Records supplied:
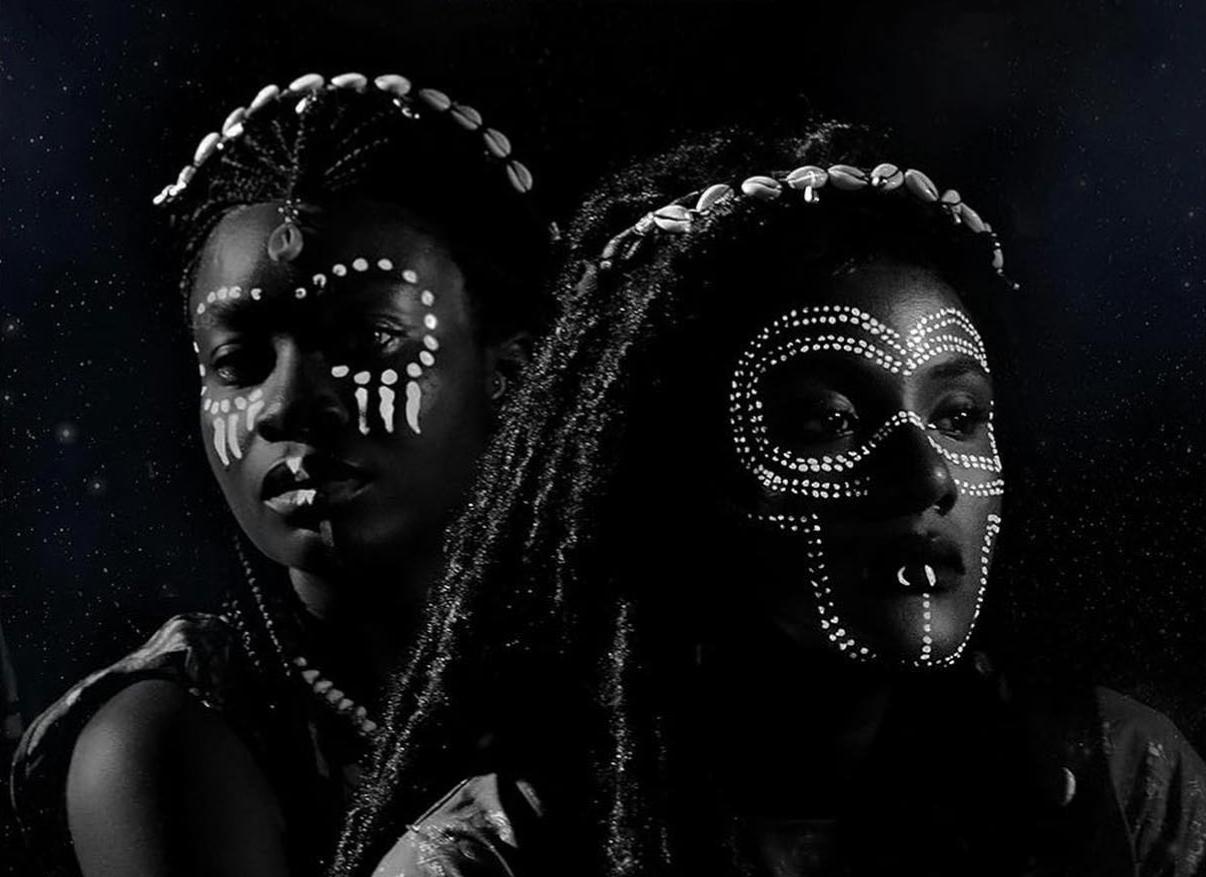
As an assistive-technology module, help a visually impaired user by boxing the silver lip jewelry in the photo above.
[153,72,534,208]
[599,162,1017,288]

==

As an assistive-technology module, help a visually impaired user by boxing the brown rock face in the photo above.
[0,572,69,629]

...

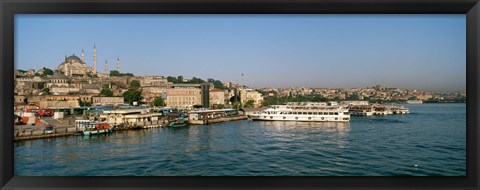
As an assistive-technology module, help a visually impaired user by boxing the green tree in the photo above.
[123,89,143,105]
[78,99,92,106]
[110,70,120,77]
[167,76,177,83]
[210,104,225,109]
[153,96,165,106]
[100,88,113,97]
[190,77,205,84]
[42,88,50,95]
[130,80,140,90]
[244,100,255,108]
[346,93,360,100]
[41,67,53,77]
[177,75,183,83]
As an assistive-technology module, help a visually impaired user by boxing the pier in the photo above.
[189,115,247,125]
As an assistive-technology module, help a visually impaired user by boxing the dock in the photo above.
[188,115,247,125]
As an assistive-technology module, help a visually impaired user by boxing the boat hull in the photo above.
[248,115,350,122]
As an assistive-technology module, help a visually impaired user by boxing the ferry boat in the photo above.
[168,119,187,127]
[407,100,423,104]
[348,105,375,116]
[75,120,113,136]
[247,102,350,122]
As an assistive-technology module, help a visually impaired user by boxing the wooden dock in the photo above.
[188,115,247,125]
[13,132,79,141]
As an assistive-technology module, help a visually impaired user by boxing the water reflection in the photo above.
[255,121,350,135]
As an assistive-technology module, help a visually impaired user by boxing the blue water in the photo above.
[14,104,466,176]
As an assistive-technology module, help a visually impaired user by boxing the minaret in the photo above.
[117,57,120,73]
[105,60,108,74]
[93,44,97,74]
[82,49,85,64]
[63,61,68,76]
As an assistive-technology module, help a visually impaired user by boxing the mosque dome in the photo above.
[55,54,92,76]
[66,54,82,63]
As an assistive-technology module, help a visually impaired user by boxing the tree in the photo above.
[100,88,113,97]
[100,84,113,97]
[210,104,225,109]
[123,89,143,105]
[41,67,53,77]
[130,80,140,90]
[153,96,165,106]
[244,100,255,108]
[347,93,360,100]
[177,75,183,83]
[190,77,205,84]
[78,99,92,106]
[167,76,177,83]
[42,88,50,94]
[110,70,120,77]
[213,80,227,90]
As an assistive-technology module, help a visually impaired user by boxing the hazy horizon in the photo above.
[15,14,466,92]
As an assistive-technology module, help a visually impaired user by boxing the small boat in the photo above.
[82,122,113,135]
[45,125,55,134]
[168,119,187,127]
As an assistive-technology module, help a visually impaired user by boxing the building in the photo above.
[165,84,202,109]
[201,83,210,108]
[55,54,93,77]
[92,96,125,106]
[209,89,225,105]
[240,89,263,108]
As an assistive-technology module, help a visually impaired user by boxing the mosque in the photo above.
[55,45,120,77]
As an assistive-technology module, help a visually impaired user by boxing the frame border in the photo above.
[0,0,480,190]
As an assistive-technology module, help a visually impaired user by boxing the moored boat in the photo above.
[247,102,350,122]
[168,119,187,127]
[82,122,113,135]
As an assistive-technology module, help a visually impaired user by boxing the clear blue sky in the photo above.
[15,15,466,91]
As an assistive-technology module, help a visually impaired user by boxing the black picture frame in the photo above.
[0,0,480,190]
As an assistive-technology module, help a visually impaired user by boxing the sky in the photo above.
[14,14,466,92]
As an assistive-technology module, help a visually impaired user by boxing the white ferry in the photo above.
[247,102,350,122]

Exercise:
Could you update the data starting at the line that holds "reflection in the photo above." and ending after the line with "[63,61,68,76]", so that "minaret" becomes "tower" with nothing else changed? Return only those lines.

The output:
As an assistive-technology module, help a visually impaired user by boxing the water reflection in the photo above.
[255,121,350,135]
As an assistive-technology module, help a visually impaired user by boxing the blue water in the photo above.
[14,104,466,176]
As an assistive-technology module, help a visually impaired user by boxing the tower in the photo above.
[117,57,120,73]
[105,60,108,74]
[93,44,97,74]
[82,49,85,64]
[63,61,68,76]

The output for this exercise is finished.